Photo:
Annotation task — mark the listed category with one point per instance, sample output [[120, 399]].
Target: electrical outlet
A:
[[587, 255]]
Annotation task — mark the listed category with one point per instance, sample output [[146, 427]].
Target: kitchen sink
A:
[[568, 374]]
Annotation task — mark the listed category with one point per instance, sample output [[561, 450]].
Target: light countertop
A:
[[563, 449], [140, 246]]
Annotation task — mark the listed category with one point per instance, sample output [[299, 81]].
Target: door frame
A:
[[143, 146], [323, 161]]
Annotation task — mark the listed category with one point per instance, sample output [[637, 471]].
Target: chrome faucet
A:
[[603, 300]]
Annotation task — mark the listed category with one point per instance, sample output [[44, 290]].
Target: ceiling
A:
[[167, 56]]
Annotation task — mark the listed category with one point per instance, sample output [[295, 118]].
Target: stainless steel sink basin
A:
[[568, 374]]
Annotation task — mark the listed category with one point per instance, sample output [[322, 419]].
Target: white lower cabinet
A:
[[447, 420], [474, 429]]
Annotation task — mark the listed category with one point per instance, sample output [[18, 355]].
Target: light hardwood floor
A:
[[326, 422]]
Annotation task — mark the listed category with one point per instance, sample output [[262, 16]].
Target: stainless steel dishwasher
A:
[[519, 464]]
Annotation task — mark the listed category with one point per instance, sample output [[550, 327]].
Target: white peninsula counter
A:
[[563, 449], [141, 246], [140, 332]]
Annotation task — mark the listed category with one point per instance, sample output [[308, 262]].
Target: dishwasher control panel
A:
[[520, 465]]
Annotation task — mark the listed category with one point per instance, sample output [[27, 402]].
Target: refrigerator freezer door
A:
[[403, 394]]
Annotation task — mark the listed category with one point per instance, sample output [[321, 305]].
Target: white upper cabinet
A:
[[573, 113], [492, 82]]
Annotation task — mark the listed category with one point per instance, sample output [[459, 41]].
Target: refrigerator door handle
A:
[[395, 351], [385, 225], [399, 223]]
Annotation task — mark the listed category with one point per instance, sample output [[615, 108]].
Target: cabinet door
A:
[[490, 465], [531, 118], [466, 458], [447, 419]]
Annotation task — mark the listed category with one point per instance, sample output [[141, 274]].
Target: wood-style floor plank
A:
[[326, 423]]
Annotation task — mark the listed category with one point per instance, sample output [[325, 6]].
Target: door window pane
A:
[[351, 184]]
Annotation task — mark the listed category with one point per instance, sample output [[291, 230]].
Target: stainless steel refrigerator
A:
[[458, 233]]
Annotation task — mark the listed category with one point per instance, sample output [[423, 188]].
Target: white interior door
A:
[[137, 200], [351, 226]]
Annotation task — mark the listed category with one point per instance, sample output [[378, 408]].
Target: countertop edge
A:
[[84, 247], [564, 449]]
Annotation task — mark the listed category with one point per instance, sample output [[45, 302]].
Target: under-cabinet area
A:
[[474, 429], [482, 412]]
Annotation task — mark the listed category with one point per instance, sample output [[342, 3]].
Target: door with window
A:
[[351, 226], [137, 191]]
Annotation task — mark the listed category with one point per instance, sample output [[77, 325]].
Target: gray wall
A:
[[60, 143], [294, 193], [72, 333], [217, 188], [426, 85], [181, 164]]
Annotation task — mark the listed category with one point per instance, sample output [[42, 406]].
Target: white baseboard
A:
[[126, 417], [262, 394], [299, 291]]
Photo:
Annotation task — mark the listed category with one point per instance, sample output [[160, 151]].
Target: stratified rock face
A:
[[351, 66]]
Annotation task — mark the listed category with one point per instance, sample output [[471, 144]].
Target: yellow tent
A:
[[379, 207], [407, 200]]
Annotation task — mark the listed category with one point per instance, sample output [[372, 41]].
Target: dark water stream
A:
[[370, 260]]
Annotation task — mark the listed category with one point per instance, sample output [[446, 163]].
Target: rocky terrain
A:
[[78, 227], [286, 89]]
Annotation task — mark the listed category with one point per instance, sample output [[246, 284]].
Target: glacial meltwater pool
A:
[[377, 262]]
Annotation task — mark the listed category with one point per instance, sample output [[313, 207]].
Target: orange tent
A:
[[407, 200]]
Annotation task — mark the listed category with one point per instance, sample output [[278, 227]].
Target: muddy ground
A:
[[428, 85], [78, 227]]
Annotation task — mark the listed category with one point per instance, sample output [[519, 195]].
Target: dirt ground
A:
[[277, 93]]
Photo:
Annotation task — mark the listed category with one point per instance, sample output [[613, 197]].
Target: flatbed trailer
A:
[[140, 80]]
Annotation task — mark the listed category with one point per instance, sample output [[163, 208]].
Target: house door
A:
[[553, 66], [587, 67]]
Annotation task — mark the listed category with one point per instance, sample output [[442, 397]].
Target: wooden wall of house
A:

* [Short task]: Return word for word the stretch of the entries that begins with the line containing "output [[423, 188]]." and ends with the line containing "[[379, 207], [407, 200]]", including both of those lines.

* [Response to the exercise]:
Annotation task — mark the listed category with one point per instance, sample output [[423, 188]].
Target: white interior door
A:
[[137, 200], [351, 226]]
Annotation task — mark the listed category with one point per instance, sample output [[378, 408]].
Target: countertop edge
A:
[[84, 247], [564, 449]]
Annotation task — mark the listed category with one point per instance, sample output [[45, 302]].
Target: under-cabinet area
A:
[[474, 429], [482, 412]]
Annotation task — mark the listed category with one point per instance, sample output [[342, 3]].
Target: door with window
A:
[[351, 226], [137, 191]]
Annotation task — mark the listed category with one point per instance, sample output [[77, 325]].
Target: gray wall
A:
[[60, 143], [294, 193], [72, 333], [217, 188], [426, 85], [181, 164]]
Annotation task — mark the listed category with one point per instance, sample output [[42, 406]].
Target: white baseboard
A:
[[126, 417], [262, 394], [299, 291]]
Photo:
Annotation task — mark the listed category with one point per instance, sample output [[160, 151]].
Target: stratified rock face
A:
[[351, 66]]
Annotation task — mark the listed category with one point per instance, sample output [[471, 144]].
Target: yellow tent
A:
[[379, 207], [407, 200]]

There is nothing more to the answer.